◆ Record extracts ◆
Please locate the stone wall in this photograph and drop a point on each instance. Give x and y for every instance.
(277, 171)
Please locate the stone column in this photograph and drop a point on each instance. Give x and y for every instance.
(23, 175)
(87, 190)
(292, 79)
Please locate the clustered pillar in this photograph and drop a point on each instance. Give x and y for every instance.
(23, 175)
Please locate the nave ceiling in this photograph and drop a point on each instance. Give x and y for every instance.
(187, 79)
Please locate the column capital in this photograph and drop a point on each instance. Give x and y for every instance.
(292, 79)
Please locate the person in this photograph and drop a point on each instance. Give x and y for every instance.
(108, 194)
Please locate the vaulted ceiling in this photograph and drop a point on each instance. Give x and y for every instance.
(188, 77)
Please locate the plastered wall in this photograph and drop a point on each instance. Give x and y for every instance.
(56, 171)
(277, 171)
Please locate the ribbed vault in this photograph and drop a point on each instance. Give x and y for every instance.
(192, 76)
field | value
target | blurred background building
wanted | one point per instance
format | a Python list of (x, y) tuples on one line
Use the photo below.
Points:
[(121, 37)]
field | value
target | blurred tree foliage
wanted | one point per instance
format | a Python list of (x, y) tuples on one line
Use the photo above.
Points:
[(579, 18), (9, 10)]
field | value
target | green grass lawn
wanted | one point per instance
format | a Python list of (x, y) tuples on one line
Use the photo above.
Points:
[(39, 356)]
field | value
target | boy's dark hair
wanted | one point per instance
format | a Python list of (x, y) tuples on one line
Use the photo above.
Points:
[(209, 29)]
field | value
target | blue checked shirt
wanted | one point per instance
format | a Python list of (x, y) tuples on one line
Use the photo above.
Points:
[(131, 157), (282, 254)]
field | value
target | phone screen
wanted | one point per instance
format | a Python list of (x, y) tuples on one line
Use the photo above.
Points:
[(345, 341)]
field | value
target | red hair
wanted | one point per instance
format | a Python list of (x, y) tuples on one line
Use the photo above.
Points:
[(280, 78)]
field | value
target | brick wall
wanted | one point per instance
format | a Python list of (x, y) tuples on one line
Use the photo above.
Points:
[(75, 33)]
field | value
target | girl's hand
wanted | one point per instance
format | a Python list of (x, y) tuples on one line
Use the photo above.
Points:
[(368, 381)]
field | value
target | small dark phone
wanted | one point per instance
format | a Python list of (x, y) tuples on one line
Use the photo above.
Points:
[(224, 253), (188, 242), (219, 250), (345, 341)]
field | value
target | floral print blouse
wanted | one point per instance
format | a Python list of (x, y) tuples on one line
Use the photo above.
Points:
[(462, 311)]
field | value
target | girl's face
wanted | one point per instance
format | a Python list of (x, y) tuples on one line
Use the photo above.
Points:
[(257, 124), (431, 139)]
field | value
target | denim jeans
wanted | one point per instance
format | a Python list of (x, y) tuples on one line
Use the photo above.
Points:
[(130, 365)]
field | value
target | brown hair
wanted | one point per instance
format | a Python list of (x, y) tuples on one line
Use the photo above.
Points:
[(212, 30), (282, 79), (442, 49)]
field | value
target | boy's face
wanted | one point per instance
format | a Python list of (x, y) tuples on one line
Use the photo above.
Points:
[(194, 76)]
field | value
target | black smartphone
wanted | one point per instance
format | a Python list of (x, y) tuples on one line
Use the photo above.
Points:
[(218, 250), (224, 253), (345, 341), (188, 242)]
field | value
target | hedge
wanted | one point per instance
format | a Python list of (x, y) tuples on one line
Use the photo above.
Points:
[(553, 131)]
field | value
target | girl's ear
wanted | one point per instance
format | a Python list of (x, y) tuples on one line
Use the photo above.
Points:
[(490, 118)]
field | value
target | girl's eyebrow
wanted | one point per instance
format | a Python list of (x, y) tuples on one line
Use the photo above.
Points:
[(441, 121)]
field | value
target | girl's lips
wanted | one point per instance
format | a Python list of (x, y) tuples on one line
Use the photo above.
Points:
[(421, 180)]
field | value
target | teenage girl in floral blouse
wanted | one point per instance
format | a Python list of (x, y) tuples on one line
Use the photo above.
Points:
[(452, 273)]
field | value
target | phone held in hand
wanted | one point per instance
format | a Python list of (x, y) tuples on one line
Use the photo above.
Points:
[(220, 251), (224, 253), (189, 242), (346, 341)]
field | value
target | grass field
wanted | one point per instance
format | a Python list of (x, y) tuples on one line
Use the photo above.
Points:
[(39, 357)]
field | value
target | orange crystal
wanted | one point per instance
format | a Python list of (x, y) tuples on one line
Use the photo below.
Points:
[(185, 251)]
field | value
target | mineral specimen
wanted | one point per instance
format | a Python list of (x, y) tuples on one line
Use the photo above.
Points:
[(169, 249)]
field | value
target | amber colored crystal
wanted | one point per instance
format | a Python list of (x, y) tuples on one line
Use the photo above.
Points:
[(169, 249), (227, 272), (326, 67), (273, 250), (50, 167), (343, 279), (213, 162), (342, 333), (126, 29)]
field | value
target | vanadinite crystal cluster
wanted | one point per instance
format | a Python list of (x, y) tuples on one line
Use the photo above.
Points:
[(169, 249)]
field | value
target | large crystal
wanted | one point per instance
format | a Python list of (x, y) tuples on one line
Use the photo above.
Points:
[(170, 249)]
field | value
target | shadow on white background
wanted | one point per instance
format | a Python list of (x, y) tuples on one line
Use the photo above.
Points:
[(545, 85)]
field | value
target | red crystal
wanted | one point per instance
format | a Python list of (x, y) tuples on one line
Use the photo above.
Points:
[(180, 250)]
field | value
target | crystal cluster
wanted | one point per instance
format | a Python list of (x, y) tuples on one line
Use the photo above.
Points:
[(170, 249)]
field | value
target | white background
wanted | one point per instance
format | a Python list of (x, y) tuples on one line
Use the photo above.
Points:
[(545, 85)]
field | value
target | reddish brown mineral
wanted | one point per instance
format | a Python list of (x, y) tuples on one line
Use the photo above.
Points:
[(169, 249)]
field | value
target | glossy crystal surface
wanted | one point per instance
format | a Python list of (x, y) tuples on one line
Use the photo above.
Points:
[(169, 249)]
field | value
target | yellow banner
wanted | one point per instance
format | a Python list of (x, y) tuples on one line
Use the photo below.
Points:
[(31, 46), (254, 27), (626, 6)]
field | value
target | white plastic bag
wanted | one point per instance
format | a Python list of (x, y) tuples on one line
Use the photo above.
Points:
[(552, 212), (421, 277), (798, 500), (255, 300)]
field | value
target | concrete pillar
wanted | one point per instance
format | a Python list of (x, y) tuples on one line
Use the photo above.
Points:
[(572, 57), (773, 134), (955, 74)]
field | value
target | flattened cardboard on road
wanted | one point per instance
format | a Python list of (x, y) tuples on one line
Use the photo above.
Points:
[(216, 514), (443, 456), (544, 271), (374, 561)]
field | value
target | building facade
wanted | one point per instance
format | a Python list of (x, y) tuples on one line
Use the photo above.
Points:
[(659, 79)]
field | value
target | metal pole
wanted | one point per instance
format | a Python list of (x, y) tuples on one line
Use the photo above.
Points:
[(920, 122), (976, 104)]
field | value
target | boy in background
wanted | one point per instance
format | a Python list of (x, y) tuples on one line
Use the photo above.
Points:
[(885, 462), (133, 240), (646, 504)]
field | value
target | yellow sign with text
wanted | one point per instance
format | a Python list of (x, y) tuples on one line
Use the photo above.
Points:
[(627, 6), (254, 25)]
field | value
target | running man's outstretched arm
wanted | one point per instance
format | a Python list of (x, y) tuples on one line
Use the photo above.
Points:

◆ Problem to solve ◆
Show all lines in the preceding material that have "background" in them.

◆ Solution to the problem ◆
target | blurred background building
target | shadow on white background
target | white background
target | boy in background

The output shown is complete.